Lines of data
────────

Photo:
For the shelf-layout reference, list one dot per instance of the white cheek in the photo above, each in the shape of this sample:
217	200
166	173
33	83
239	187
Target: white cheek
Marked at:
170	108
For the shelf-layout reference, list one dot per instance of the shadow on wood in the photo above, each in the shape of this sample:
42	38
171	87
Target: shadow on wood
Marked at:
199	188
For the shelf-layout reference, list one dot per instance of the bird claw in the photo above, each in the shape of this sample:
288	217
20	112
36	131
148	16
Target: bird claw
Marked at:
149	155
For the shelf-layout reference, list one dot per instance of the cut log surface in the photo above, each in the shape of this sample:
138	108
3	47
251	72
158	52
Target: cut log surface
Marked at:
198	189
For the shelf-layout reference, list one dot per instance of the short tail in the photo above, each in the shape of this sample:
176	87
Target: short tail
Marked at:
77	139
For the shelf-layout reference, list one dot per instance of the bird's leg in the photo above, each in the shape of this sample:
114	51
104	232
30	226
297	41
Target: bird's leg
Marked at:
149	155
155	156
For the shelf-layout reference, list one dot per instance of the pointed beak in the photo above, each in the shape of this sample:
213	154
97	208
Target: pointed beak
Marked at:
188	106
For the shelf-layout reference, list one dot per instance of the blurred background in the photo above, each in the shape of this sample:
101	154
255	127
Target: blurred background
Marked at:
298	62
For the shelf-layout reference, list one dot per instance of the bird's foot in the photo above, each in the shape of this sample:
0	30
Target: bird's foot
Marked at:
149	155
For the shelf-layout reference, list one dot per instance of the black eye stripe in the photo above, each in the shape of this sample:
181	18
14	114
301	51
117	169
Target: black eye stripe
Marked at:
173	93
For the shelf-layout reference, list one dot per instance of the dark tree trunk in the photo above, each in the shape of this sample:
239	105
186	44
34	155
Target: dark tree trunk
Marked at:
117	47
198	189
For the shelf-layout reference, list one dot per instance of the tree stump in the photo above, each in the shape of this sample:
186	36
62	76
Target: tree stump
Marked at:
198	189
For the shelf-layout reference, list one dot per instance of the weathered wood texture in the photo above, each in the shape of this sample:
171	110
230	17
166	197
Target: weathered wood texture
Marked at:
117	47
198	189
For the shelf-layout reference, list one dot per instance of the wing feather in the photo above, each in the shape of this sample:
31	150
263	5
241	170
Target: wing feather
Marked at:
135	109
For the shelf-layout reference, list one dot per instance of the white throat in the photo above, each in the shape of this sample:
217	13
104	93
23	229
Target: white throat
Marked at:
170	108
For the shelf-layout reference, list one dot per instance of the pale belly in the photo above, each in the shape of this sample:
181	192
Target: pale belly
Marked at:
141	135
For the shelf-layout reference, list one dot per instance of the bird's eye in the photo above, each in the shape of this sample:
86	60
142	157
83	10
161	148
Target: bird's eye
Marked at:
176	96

────────

**The task**
Move the lines of data into a fresh copy, starting at the line that contains "the bird's eye" and stopping at the end of the records, with the requests included. Add -23 to every coordinate in the answers.

**Task response**
For the shelf-layout reference, list one dot per instance of the bird's eye in the photo above, each in the shape of this sample:
86	60
142	157
83	10
161	148
Target: bird's eye
Marked at:
153	73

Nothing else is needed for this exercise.